Please tally how many of the lines below contain the string "reflection", treating uppercase and lowercase as different, and give only that number.

+ + +

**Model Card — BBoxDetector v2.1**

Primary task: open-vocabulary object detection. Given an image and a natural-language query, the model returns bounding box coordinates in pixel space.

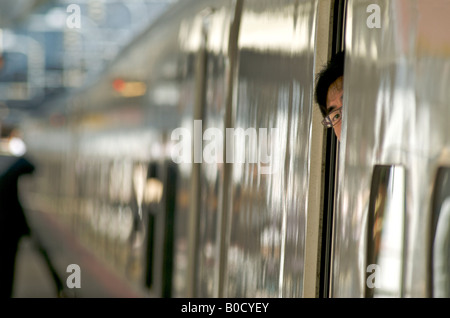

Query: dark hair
[315,51,345,117]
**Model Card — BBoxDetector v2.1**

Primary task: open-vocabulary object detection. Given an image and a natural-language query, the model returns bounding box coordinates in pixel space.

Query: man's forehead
[327,76,344,111]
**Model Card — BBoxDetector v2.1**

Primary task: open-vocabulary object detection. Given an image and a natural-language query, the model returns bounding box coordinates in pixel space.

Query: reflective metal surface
[430,167,450,298]
[331,0,450,297]
[365,165,406,297]
[224,0,317,297]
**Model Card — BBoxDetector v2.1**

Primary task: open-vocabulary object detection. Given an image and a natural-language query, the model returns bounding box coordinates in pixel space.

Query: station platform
[13,237,58,298]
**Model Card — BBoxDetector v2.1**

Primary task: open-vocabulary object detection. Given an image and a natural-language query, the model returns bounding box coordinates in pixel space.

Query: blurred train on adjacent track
[17,0,450,297]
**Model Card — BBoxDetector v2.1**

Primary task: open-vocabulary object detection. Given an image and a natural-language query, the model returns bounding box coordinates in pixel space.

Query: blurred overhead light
[112,78,147,97]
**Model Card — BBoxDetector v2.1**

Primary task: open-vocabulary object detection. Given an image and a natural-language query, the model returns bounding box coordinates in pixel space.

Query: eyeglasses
[322,107,342,128]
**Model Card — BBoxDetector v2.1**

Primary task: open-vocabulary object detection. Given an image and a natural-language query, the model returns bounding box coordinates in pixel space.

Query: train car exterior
[18,0,450,298]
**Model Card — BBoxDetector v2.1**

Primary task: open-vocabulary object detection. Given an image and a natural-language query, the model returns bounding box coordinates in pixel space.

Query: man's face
[327,76,344,141]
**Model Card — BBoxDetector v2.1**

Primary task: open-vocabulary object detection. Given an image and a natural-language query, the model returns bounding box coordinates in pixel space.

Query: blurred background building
[0,0,176,136]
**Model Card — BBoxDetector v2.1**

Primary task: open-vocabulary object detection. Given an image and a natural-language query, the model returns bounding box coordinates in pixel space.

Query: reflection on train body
[16,0,450,297]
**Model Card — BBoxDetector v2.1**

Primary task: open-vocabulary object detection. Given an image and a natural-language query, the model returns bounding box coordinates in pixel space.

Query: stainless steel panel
[429,167,450,298]
[331,0,450,297]
[365,165,406,297]
[224,0,317,297]
[196,1,232,297]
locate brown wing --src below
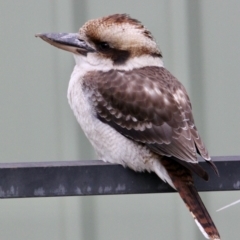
[84,67,210,169]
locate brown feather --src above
[84,66,210,163]
[160,157,220,240]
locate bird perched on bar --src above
[36,14,220,240]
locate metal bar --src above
[0,156,240,198]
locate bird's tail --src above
[161,158,220,240]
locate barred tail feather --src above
[161,158,220,240]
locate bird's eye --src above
[99,42,110,51]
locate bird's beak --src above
[35,33,95,55]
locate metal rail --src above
[0,156,240,198]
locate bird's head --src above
[36,14,162,68]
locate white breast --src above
[68,55,172,188]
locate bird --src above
[35,14,220,240]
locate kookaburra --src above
[36,14,220,240]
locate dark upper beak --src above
[35,33,95,55]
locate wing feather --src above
[84,67,210,166]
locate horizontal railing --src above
[0,156,240,198]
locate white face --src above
[37,14,162,71]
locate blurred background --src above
[0,0,240,240]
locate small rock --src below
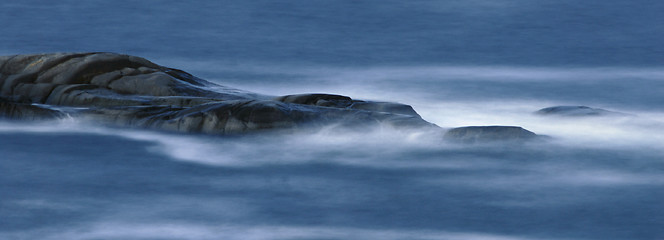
[443,126,541,143]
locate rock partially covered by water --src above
[535,106,627,117]
[0,53,437,134]
[443,126,543,143]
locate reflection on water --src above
[0,0,664,240]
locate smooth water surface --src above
[0,0,664,240]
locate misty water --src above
[0,0,664,240]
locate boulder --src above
[535,106,627,117]
[0,53,437,134]
[443,126,543,143]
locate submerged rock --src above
[443,126,543,143]
[535,106,627,117]
[0,53,437,134]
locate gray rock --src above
[443,126,542,143]
[0,53,437,134]
[535,106,628,117]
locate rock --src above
[0,98,65,120]
[0,53,438,134]
[535,106,627,117]
[443,126,542,143]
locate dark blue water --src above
[0,0,664,240]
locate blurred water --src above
[0,0,664,240]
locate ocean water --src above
[0,0,664,240]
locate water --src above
[0,0,664,240]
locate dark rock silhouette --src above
[0,53,536,142]
[443,126,543,143]
[0,53,436,134]
[535,106,627,117]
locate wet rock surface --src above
[535,106,628,117]
[0,53,437,134]
[443,126,545,143]
[0,53,538,143]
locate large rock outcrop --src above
[0,53,436,134]
[0,53,548,142]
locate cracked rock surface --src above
[0,53,437,134]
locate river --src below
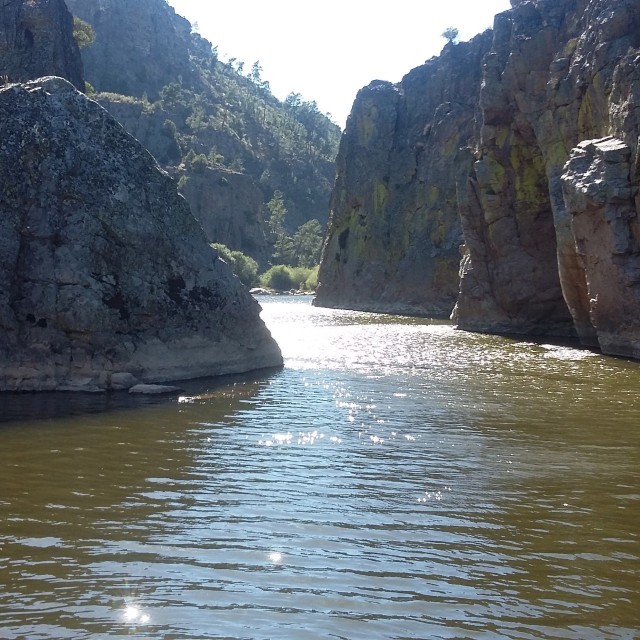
[0,297,640,640]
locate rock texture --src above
[68,0,340,266]
[316,32,491,316]
[67,0,199,100]
[0,0,84,90]
[90,94,271,267]
[318,0,640,357]
[0,78,282,390]
[562,137,640,358]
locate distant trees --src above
[442,27,459,44]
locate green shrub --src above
[260,264,318,291]
[211,242,258,287]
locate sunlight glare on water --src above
[0,297,640,640]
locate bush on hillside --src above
[211,243,258,287]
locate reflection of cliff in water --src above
[0,370,280,428]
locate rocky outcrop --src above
[562,138,640,358]
[66,0,198,100]
[0,78,282,390]
[316,32,491,316]
[0,0,84,90]
[179,167,271,268]
[454,0,640,343]
[319,0,640,357]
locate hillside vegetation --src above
[67,0,341,266]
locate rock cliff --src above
[316,32,491,316]
[0,0,84,90]
[0,78,282,390]
[67,0,200,100]
[318,0,640,357]
[67,0,340,266]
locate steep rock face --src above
[0,78,282,390]
[67,0,197,100]
[0,0,84,90]
[97,94,270,266]
[562,137,640,358]
[453,0,640,344]
[180,167,270,267]
[316,32,491,316]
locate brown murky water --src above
[0,298,640,640]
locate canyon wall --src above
[316,32,491,316]
[0,77,282,390]
[0,0,84,91]
[317,0,640,357]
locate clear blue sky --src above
[168,0,511,127]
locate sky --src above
[168,0,511,128]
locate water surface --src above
[0,298,640,640]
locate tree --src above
[267,190,287,236]
[442,27,459,44]
[73,16,96,49]
[249,60,262,86]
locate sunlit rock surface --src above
[0,78,282,390]
[454,0,640,340]
[562,138,640,358]
[318,0,640,357]
[316,32,491,316]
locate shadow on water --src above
[0,368,280,428]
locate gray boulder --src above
[0,77,282,390]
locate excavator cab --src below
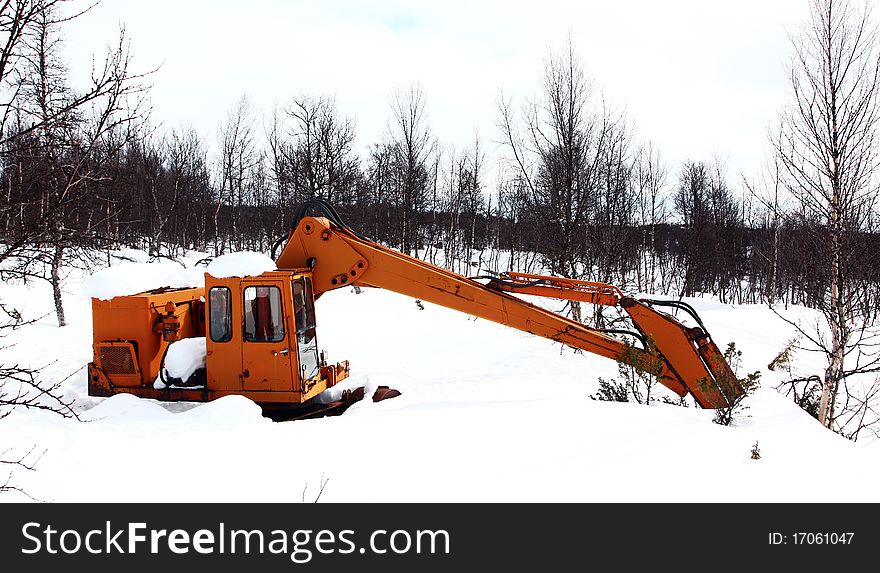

+ + +

* **Reply to the exercise**:
3